━━ Brontekst
De kerk van Sant'Egidio in Rome is de eerste plaats van gebed van de Gemeenschap van Sant’Egidio.
De kerk werd gebouwd in de buurt van een oudere kerk die er eerder had gestaan, genaamd 'San Lorenzo in Janiculo' of 'de curtibus'. Aan het begin van de zeventiende eeuw was het kerkje bouwvallig. Het kapittel van de naastgelegen basiliek van Santa Maria in Trastevere (dat de rechten bezat) schonk het in 1610 aan een devote slager, Agostino Lancellotti, die het wilde restaureren. Geholpen door genereuze schenkingen door de prinses van Venafro restaureerde hij de kerk. Hij veranderde de naam en wijdde hem toe aan de heilige Egidius abt. Uiteindelijk schonk hij de kerk samen met het naastgelegen huis aan de Ongeschoeide Karmelietessen. Ondertussen hadden de kloosterlingen ook een andere nabijgelegen kerk verkregen, die was toegewijd aan de HH. Crispino en Crispiniano.
Om geen twee kerken te hebben in hetzelfde klooster besloten de Karmelietessen ze te slopen en een nieuwe kerk te bouwen. Dat gebeurde in 1630. De kerk werd toegewijd aan Onze Lieve Vrouw van de berg Karmel, zoals te lezen valt op de inscriptie op de façade: "B.V. Mariae de Monte Carmelo dicatum a. salutis MDCXXX".
Het interieur van de kerk bestaat uit een enkel schip. Bijzonder zijn het grafmonument van Veronica Rondinini Origo door Carlo Fontana, en het doek met de afbeelding van Sint Egidius abt met de hinde van Cristoforo Roncalli, die bekend staat als de Pomarancio.
Het eerste dat opvalt wanneer je de kleine kerk binnengaat, is de grote icoon van het Gelaat van Christus, geplaatst op het altaar achterin de kerk. Het gaat om een zeer oude icoon, afkomstig uit Rusland. De icoon stelt een 'mandylion' voor, dat wil zeggen het doek waarop het ware beeld van het gelaat van Christus te zien is.
Vanuit de icoon kijkt Jezus naar ieder die in de kerk gaat zitten om te bidden. Het is een blik die tegelijk serieus is en vol mededogen. Zo begint het gebed: je onder de blik van Jezus stellen. Hij is het die ons heeft gezien toen we eenzaam, verward en verstrooid waren.
Direct onder de icoon van het Gelaat van Christus bevindt zich een lezenaar waarop altijd een bijbel open ligt. Vóór de lezenaar staat een kaars, die elke keer wanneer de bijbel gelezen wordt om het Woord van God te verkondigen, wordt aangestoken.
Boven het altaar hangt een kruis, met aan weerszijden de iconen van Johannes en de vrome vrouwen aan de voet van het kruis. Voor het altaar een prachtige icoon van de Maagd die het Kind toont, met daarnaast de twee heilige stichters van het Russische kloosterleven: Antonius en Theodosius.
Naast het altaar tegen de linkerpilaar, ter hoogte van de balustrade, bevindt zich een heel bijzondere houten Christusbeeld: het heeft geen armen. De onstaansgeschiedenis van deze houten Christus kennen we niet. Het is onbekend wie het heeft vervaardigd, en het is ook niet helemaal duidelijk waar en wanneer het gemaakt is. En ook de omstandigheden waarin de armen verloren zijn gegaan, zijn onbekend. Het beeld is zoals het is, met zijn pijn, met zijn blik naar boven gericht. In de traditie van Sant’Egidio is dit de 'Christus van de onmacht'.
━━━━
━━ Aangeleverde gegevens
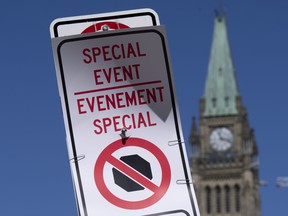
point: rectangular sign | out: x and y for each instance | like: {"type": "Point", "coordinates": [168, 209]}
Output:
{"type": "Point", "coordinates": [98, 22]}
{"type": "Point", "coordinates": [122, 123]}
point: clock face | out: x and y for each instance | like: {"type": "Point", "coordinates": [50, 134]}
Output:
{"type": "Point", "coordinates": [221, 139]}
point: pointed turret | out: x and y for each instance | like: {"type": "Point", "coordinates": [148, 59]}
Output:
{"type": "Point", "coordinates": [221, 88]}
━━━━
Typ het stuk uit de tekst over de kerk van Sant'Egidio letterlijk over, beginnend bij "Het interieur van" en doorlopend tot en met "te zien is.". Het materiaal heb je hier niet nodig.

◆ Verwacht resultaat:
Het interieur van de kerk bestaat uit een enkel schip. Bijzonder zijn het grafmonument van Veronica Rondinini Origo door Carlo Fontana, en het doek met de afbeelding van Sint Egidius abt met de hinde van Cristoforo Roncalli, die bekend staat als de Pomarancio.
Het eerste dat opvalt wanneer je de kleine kerk binnengaat, is de grote icoon van het Gelaat van Christus, geplaatst op het altaar achterin de kerk. Het gaat om een zeer oude icoon, afkomstig uit Rusland. De icoon stelt een 'mandylion' voor, dat wil zeggen het doek waarop het ware beeld van het gelaat van Christus te zien is.